Start of DATA FOR PROCESSING

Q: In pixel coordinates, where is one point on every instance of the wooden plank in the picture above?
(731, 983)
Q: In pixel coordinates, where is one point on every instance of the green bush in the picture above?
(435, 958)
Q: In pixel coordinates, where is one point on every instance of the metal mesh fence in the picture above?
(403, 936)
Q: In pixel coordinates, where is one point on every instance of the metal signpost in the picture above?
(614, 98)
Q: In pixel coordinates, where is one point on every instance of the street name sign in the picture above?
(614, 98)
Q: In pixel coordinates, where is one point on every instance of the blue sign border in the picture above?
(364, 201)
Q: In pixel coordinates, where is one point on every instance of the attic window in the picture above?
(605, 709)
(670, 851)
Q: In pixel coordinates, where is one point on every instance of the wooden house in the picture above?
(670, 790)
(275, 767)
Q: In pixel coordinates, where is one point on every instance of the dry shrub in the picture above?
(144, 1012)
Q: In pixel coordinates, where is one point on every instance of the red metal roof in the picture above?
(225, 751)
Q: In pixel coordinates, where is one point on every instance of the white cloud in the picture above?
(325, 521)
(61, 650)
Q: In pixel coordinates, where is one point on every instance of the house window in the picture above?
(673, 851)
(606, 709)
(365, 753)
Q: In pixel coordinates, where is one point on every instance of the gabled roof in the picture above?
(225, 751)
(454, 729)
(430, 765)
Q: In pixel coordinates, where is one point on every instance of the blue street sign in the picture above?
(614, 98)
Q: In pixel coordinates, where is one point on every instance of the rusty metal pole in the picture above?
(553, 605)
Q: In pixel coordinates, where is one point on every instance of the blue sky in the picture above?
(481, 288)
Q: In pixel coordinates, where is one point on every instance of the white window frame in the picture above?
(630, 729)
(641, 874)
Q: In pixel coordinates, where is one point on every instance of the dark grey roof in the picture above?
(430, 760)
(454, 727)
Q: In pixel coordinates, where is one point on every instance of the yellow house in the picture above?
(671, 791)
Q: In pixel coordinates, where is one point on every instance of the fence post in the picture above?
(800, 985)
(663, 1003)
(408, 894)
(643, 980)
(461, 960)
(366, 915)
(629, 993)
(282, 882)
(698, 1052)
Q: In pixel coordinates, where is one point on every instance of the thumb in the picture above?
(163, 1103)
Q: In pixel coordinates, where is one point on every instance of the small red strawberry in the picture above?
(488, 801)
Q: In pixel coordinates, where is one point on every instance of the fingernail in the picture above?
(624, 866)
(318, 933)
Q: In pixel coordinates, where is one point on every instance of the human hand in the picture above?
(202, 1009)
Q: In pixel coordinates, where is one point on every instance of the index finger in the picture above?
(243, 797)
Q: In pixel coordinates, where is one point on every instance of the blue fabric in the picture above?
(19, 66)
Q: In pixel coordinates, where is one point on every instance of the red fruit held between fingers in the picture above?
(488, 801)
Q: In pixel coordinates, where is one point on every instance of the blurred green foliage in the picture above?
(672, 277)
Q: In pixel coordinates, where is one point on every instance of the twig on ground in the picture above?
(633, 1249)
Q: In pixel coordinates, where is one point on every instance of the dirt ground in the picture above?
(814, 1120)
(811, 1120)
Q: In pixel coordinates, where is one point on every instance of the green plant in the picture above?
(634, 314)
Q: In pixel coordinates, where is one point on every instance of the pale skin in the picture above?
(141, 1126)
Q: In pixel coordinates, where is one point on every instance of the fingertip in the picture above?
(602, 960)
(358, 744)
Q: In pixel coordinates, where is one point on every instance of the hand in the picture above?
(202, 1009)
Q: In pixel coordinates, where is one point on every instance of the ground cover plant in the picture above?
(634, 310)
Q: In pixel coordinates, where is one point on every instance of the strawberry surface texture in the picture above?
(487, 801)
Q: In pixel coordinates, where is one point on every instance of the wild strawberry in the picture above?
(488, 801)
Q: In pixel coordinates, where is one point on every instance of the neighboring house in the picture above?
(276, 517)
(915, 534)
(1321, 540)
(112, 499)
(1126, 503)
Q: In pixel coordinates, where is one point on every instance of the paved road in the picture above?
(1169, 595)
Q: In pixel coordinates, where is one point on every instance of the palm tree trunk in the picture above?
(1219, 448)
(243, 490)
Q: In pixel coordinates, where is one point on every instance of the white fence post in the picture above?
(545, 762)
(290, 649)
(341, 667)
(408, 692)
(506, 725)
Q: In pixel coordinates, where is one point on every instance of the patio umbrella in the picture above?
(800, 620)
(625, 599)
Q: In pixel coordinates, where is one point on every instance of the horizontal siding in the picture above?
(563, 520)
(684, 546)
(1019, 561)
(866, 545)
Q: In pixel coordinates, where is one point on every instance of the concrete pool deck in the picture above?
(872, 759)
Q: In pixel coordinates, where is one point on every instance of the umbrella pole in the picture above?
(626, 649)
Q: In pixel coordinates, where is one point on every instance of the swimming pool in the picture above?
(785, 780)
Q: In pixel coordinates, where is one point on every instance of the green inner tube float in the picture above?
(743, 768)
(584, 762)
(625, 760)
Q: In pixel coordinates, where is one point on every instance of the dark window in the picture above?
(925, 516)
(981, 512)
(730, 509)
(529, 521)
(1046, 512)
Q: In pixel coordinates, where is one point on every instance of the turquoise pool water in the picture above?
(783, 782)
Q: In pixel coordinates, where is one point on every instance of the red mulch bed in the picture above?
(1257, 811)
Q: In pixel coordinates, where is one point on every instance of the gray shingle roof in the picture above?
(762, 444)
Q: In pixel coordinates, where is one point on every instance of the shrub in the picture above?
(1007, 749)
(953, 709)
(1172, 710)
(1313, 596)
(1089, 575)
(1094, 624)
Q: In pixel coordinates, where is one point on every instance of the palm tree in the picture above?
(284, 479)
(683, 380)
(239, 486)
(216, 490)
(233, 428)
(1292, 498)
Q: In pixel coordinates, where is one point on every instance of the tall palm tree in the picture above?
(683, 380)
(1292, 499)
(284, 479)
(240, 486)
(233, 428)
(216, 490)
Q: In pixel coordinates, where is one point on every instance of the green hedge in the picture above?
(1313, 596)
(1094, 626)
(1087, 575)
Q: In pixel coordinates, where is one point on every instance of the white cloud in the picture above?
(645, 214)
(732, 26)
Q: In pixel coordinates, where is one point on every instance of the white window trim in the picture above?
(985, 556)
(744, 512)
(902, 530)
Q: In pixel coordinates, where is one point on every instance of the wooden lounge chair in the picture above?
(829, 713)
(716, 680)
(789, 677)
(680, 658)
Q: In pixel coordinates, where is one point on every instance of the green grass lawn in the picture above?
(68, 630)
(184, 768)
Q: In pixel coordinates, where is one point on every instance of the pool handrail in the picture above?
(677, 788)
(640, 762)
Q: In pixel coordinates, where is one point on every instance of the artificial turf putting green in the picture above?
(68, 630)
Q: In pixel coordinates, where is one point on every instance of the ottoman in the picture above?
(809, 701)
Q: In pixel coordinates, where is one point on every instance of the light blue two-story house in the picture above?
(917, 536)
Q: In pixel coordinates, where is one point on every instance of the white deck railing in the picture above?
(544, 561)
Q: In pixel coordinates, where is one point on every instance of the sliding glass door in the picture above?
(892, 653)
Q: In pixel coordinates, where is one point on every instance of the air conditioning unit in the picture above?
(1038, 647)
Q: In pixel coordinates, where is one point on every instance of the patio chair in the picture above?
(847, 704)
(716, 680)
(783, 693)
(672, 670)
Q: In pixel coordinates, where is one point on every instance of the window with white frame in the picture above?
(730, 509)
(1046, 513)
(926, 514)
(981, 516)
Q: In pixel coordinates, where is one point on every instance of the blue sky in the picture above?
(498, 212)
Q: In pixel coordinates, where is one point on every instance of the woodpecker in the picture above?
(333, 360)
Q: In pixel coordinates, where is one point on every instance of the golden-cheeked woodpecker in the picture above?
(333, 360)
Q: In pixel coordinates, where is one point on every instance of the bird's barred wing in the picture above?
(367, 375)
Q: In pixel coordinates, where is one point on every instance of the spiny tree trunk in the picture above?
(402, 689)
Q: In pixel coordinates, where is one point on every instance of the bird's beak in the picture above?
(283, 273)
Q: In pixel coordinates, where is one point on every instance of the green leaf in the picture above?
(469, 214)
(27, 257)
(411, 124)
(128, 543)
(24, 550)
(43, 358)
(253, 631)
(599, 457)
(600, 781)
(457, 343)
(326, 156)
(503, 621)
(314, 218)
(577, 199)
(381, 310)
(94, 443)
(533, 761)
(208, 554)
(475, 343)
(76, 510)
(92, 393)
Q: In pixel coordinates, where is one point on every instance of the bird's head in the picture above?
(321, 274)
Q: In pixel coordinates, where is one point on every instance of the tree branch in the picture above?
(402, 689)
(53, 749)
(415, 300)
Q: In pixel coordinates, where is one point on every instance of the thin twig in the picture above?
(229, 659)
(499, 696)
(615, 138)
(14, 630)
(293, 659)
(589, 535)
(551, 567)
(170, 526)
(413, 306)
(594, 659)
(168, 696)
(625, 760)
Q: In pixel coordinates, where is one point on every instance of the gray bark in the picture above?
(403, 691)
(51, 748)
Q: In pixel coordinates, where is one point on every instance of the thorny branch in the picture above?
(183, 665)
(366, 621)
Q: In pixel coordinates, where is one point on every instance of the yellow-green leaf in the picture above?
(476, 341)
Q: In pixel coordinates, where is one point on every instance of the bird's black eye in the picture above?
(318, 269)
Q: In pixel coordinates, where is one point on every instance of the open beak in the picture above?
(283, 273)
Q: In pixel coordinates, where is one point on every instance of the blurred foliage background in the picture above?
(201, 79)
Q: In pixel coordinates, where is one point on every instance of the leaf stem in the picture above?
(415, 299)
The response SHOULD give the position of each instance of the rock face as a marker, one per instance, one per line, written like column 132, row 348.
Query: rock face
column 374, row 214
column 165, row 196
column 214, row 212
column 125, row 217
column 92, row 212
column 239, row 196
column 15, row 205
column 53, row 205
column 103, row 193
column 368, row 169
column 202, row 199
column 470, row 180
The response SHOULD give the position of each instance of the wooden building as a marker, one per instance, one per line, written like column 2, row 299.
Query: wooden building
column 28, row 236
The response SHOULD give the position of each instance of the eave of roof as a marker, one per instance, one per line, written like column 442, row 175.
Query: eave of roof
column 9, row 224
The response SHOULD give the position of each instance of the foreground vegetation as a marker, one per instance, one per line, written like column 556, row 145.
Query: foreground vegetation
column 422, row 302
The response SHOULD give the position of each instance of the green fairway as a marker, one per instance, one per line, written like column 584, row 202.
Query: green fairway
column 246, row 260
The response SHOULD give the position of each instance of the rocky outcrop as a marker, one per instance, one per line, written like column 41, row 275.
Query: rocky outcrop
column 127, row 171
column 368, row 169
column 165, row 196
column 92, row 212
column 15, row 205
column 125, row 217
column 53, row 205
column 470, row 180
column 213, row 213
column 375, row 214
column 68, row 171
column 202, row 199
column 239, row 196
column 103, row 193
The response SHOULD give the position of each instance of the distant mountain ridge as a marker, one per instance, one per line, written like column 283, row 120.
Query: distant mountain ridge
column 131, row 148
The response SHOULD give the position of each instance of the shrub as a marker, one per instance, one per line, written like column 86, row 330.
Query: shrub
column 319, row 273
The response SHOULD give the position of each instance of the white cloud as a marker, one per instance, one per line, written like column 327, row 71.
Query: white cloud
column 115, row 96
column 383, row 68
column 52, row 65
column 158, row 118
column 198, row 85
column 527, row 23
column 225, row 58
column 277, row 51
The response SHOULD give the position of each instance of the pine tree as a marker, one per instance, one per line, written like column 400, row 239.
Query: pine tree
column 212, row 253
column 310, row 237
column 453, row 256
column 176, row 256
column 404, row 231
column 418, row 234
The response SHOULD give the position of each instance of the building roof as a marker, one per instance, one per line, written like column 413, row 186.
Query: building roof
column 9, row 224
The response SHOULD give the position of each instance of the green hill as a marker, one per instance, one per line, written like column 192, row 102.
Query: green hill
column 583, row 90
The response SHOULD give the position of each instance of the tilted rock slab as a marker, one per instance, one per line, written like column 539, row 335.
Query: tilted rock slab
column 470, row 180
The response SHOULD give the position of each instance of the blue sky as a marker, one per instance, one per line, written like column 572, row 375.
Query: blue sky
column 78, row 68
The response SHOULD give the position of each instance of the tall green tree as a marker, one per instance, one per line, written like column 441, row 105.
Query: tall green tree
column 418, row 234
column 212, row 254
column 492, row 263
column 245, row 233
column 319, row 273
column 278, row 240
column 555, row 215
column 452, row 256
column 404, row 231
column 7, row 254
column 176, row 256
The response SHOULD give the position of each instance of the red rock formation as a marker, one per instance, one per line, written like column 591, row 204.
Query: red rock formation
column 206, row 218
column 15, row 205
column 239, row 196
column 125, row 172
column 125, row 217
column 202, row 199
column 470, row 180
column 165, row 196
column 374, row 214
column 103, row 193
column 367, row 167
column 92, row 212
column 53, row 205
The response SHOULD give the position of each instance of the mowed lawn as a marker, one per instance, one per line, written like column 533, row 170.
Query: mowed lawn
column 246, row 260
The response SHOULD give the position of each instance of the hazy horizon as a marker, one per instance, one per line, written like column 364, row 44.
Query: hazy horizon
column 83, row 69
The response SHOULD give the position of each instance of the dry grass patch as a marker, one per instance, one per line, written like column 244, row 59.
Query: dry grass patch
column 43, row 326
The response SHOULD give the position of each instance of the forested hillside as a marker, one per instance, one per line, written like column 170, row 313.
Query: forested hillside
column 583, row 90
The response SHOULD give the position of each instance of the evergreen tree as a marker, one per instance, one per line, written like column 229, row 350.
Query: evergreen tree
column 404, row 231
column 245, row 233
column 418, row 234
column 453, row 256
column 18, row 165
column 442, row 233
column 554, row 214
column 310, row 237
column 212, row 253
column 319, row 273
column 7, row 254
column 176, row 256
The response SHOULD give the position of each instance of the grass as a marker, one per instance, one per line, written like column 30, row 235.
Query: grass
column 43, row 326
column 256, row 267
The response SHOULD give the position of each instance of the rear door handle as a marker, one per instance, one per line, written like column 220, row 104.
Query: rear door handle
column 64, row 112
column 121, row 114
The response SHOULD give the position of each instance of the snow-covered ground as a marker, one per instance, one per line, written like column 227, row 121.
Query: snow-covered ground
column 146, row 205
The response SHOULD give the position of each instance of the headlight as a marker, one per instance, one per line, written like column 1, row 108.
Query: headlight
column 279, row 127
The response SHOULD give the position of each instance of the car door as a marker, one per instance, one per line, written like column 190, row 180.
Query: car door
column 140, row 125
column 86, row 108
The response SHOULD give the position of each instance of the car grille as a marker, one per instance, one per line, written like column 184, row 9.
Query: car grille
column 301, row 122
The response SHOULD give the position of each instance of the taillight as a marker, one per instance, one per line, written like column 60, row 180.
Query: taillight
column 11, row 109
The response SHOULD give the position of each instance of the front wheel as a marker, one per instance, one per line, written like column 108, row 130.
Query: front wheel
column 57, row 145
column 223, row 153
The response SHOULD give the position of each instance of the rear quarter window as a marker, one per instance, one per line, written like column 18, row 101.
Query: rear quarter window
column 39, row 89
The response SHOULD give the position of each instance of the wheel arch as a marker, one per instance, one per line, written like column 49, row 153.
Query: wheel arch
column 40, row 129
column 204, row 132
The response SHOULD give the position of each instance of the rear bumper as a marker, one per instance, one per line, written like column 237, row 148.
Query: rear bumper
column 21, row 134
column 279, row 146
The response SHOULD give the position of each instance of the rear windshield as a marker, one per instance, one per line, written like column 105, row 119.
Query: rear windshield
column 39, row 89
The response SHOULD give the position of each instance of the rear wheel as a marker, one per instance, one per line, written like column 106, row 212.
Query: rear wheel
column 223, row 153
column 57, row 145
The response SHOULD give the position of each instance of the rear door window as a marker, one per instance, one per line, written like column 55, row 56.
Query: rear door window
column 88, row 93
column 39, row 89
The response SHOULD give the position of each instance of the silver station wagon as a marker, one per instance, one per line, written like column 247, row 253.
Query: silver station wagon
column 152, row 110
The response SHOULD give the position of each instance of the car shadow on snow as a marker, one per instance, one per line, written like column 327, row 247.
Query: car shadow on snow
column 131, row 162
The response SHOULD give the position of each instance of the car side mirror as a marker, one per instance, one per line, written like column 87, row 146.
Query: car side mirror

End of DATA FOR PROCESSING

#### [YOUR INSTRUCTIONS]
Look back at the entries above. Retype the line with "Query: rear door window", the line with "87, row 146.", and all lines in between.

#### [EXERCISE RESPONSE]
Query: rear door window
column 88, row 93
column 39, row 89
The response SHOULD give the position of each instance of the silver station wagon as a marker, one per instance, one per line, written like column 247, row 253.
Query: silver station wagon
column 152, row 110
The response SHOULD give the position of each instance of the car shadow on snow as a marker, one per instance, one per line, written like column 327, row 247.
Query: car shadow on snow
column 131, row 162
The response SHOULD give the position of each instance of the car side mirror as a marker, one per instance, one per line, written like column 87, row 146.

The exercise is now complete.